### Text passage
══════════

Challenge and solution approach
New pharmaceuticals, cosmetics, and chemicals must be tested for consumer safety before they are made available on the market. Animal testing for cosmetics has been banned throughout the EU since 2013. Consequently, there is a great need for reliable alternative methods that do not involve animal testing—especially for mixtures, extracts, and lipophilic compounds, which play an important role in the cosmetics industry. Existing New Approach Methodologies (NAMs), as animal-free alternative methods are called, are often unable to reliably evaluate the ability of such substances to induce skin sensitizing effects. In addition, the low water solubility of lipophilic substances makes it difficult to test these substances in accordance with OECD guidelines. New strategies to evaluate their skin sensitization potential are therefore urgently needed.
A promising new test system—completely free of media additives of animal origin—is the Nrf2 reporter epidermis model, which was developed at Fraunhofer IGB in collaboration with cosmetics specialist Beiersdorf AG and was awarded the City of Hamburg's Research Prize for the Promotion of the Development of Alternative and Complementary Methods to Animal Testing in 2024.
Objectives and project plan
By inducing the Nrf2 signaling pathway, the patented in-vitro model (WO-2013092480-A1) addresses the detection of the skin-sensitizing effect of substances via the regulatory-approved “Key Event 2” of the Adverse Outcome Pathway for skin sensitization.
The study commissioned by the International Collaboration on Cosmetics Safety (ICCS) is currently investigating the use of the 3D Nrf2 reporter epidermis model to test challenging compounds. The project focuses on developing testing options for compounds that fall beyond the scope of recognized OECD tests (e.g., lipophilic compounds, polymers, mixtures).
In the initial phases of the project, the predictive power of the method was demonstrated using individual substances—in particular those that yield unreliable or erroneous (false positive/false negative) results in tests based on suspension cell cultures.
Impact and outlook
In-vitro reporter skin models provide very precise results when testing substances used in cosmetics, as they have key skin characteristics such as barrier and metabolic functions, enabling test conditions that closely resemble in-vivo conditions. They also allow the simultaneous analysis of several parameters at different time points , enabling a comprehensive and well-founded risk assessment.
In addition to evaluating existing methods such as EpiSensA (OECD TG 442D) and refining statistical approaches, the project therefore also aims at developing new approaches to apply OECD-validated concepts to mixtures, extracts, and lipophilic substances.

══════════

### Requirement 1
In the text on animal-free skin sensitization testing, rewrite the part that opens with the words containing "In addition to" and closes with "and lipophilic substances.", substituting "improving" for "refining".
### Requirement 2
According to the text on animal-free skin sensitization testing, why do in-vitro reporter skin models give very precise results when testing substances used in cosmetics?
Rely only on the text above.

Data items

══════════

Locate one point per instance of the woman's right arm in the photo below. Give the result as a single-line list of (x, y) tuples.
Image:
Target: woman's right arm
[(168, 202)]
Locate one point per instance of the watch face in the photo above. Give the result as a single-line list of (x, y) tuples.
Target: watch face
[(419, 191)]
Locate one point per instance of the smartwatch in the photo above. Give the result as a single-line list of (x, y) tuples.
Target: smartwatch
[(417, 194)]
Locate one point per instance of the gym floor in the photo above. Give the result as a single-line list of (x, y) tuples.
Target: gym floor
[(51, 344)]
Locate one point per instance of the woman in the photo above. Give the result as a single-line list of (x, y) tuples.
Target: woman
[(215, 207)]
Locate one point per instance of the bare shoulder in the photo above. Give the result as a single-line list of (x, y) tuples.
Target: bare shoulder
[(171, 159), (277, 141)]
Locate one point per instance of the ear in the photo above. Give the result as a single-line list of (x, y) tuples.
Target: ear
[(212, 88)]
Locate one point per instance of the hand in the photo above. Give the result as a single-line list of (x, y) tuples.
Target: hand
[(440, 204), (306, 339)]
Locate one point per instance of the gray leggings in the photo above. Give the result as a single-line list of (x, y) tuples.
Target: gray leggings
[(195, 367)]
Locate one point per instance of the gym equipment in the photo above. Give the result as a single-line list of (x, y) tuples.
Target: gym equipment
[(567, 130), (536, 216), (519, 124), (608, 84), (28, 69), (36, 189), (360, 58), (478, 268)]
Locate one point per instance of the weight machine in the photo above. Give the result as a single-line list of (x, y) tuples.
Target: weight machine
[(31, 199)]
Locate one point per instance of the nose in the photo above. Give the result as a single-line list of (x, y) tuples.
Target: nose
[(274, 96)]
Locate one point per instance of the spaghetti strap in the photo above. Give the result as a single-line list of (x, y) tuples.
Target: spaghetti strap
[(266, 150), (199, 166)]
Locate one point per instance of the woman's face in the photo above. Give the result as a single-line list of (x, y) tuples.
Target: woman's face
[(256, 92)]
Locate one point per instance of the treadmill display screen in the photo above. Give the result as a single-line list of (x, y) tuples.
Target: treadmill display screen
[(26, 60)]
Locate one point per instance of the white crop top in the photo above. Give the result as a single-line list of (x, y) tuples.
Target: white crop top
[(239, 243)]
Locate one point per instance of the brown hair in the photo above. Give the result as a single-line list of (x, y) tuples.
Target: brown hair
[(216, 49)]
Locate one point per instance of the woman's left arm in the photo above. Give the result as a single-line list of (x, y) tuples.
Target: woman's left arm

══════════

### Written solution 1
In addition to evaluating existing methods such as EpiSensA (OECD TG 442D) and improving statistical approaches, the project therefore also aims at developing new approaches to apply OECD-validated concepts to mixtures, extracts, and lipophilic substances.

### Written solution 2
They have key skin characteristics such as barrier and metabolic functions. These characteristics allow test conditions that closely resemble in-vivo conditions.